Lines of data
|---|
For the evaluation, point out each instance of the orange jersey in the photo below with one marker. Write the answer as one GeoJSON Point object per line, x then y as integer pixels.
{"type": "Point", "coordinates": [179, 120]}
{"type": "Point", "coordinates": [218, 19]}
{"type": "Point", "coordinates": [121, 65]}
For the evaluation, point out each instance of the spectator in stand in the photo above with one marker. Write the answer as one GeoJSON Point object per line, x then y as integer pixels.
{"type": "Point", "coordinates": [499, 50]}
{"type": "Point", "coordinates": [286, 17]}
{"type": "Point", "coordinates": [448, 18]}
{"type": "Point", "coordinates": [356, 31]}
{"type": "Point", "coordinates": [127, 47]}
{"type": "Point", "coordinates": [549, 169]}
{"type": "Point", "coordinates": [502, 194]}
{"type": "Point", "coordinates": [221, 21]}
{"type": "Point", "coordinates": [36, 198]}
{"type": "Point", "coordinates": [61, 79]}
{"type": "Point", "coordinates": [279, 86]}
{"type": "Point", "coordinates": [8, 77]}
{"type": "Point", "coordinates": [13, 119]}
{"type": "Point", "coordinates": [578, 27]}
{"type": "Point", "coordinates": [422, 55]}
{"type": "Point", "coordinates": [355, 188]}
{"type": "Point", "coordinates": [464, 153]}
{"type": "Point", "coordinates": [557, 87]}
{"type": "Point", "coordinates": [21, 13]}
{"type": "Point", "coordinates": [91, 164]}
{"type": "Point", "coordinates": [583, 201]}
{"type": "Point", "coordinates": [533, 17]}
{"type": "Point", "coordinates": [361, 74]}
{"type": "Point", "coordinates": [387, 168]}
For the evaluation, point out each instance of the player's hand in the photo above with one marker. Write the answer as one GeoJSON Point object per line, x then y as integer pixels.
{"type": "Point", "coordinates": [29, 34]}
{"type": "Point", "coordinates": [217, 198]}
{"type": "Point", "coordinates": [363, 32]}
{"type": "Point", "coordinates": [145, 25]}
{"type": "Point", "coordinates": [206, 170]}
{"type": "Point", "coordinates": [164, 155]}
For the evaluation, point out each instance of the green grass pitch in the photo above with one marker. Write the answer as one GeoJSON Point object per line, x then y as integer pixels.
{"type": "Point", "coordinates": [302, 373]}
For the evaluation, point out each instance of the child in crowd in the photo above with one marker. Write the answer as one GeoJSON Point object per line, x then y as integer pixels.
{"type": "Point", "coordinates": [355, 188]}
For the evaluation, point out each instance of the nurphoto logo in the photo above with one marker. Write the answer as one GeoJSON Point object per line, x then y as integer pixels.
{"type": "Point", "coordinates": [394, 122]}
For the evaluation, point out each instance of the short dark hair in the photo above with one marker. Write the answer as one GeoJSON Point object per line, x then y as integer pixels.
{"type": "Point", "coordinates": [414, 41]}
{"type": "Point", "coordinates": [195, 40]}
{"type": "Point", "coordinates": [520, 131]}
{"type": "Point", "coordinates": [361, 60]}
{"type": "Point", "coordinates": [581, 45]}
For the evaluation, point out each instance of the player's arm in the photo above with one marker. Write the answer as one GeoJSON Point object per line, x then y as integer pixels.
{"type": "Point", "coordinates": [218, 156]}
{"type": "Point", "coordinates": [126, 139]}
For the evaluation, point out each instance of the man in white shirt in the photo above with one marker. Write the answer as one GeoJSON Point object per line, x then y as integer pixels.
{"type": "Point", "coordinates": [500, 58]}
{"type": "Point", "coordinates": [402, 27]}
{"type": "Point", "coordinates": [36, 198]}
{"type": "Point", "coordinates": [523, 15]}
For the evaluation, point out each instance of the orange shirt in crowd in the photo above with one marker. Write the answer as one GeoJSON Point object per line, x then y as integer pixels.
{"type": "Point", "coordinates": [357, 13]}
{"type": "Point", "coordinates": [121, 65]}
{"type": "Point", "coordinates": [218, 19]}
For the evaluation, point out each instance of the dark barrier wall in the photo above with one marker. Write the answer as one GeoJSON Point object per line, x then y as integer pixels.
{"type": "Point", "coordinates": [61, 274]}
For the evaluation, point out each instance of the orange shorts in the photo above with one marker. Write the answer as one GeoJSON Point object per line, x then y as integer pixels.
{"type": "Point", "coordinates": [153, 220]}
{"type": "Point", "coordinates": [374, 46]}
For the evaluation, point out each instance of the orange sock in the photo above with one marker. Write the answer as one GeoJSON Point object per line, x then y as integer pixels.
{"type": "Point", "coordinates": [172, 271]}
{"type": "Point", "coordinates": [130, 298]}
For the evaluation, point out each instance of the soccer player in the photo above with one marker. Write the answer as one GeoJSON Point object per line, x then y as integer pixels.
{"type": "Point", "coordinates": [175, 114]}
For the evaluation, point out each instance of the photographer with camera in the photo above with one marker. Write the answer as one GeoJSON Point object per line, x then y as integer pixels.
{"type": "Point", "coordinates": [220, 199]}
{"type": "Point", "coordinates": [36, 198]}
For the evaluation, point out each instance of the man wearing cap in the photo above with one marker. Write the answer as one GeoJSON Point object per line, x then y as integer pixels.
|---|
▶ **What is asked**
Return the listing above word for word.

▶ **Result**
For the evaluation, point out each instance of the orange jersey in the photo below with one marker. Write the answer as one GeoJSON Point object per line, x then y as integer pixels.
{"type": "Point", "coordinates": [179, 120]}
{"type": "Point", "coordinates": [218, 19]}
{"type": "Point", "coordinates": [121, 65]}
For the evaluation, point out each instance of the spectator in stand in the photo above with one marker. Write the answer as one GeoJSON Point object per line, x then y as integer pixels.
{"type": "Point", "coordinates": [499, 50]}
{"type": "Point", "coordinates": [286, 17]}
{"type": "Point", "coordinates": [448, 18]}
{"type": "Point", "coordinates": [356, 31]}
{"type": "Point", "coordinates": [127, 47]}
{"type": "Point", "coordinates": [549, 169]}
{"type": "Point", "coordinates": [502, 194]}
{"type": "Point", "coordinates": [221, 21]}
{"type": "Point", "coordinates": [36, 198]}
{"type": "Point", "coordinates": [61, 79]}
{"type": "Point", "coordinates": [279, 86]}
{"type": "Point", "coordinates": [8, 77]}
{"type": "Point", "coordinates": [13, 119]}
{"type": "Point", "coordinates": [578, 27]}
{"type": "Point", "coordinates": [422, 55]}
{"type": "Point", "coordinates": [355, 188]}
{"type": "Point", "coordinates": [464, 153]}
{"type": "Point", "coordinates": [557, 87]}
{"type": "Point", "coordinates": [21, 13]}
{"type": "Point", "coordinates": [91, 164]}
{"type": "Point", "coordinates": [583, 201]}
{"type": "Point", "coordinates": [533, 17]}
{"type": "Point", "coordinates": [361, 74]}
{"type": "Point", "coordinates": [387, 168]}
For the evaluation, point out each instance of the player's hand in the photo above with one marker. Write the answer as one GeoJSON Point object per line, x then y as integer pixels.
{"type": "Point", "coordinates": [29, 34]}
{"type": "Point", "coordinates": [217, 198]}
{"type": "Point", "coordinates": [363, 32]}
{"type": "Point", "coordinates": [145, 25]}
{"type": "Point", "coordinates": [206, 170]}
{"type": "Point", "coordinates": [164, 155]}
For the evaluation, point out each instance of the green grass pitch in the photo above with one marker. Write the answer as one GeoJSON Point object per line, x then y as integer pixels.
{"type": "Point", "coordinates": [302, 373]}
For the evaluation, point out each instance of the child in crowd in the photo above with one marker. Write the answer as one GeoJSON Point object per line, x then y as integer pixels.
{"type": "Point", "coordinates": [355, 188]}
For the evaluation, point out each instance of the nurphoto logo in the photo above with one marker. Write the answer as one GeoJSON Point object per line, x then y as integer pixels.
{"type": "Point", "coordinates": [394, 122]}
For the evaluation, point out each instance of the short dark hair in the photo above with one marker. Write the answer as one GeoJSON Point object per line, x then y as integer pixels.
{"type": "Point", "coordinates": [414, 41]}
{"type": "Point", "coordinates": [195, 40]}
{"type": "Point", "coordinates": [520, 131]}
{"type": "Point", "coordinates": [361, 60]}
{"type": "Point", "coordinates": [581, 45]}
For the evaluation, point out each instance of the player's arm in the photo above with one marker. Write the answer as one GeoJSON Point object per line, x then y as integer pixels.
{"type": "Point", "coordinates": [218, 156]}
{"type": "Point", "coordinates": [126, 139]}
For the evaluation, point out each instance of the man in white shirt in the photo above with one marker. Write the answer as one GeoJSON Point object per line, x then y as integer pixels.
{"type": "Point", "coordinates": [500, 58]}
{"type": "Point", "coordinates": [402, 27]}
{"type": "Point", "coordinates": [36, 198]}
{"type": "Point", "coordinates": [523, 15]}
For the evaluation, point out each instance of the orange shirt in crowd in the photo above with one marker. Write the answer as one GeoJSON Point object per line, x then y as integer pixels.
{"type": "Point", "coordinates": [357, 13]}
{"type": "Point", "coordinates": [121, 65]}
{"type": "Point", "coordinates": [218, 19]}
For the evaluation, point out each instance of the dark barrier wall in the photo above with one marker. Write the answer as one GeoJSON Point object per line, x then y as integer pixels.
{"type": "Point", "coordinates": [61, 274]}
For the evaluation, point out each instance of the orange shorts in the photo above with one marker. Write the answer as one GeoJSON Point object per line, x then y as integer pixels.
{"type": "Point", "coordinates": [153, 220]}
{"type": "Point", "coordinates": [374, 46]}
For the evaluation, point out each instance of the orange sock in the photo above with one marker. Write the answer as one GeoJSON Point object per line, x then y as integer pixels.
{"type": "Point", "coordinates": [172, 271]}
{"type": "Point", "coordinates": [130, 298]}
For the evaluation, point out each instance of the soccer player in the photo above with one marker. Write the answer as one GeoJSON Point object per line, x then y as integer pixels.
{"type": "Point", "coordinates": [175, 114]}
For the evaluation, point out each instance of the photographer with camera in the photo above with one marker. Write the answer as one GeoJSON Point object per line, x then y as integer pixels.
{"type": "Point", "coordinates": [220, 199]}
{"type": "Point", "coordinates": [36, 198]}
For the evaluation, point out each instance of the man wearing cap in the photo above with one marker. Write the answer as one GeoJSON Point object per line, x then y as integer pixels.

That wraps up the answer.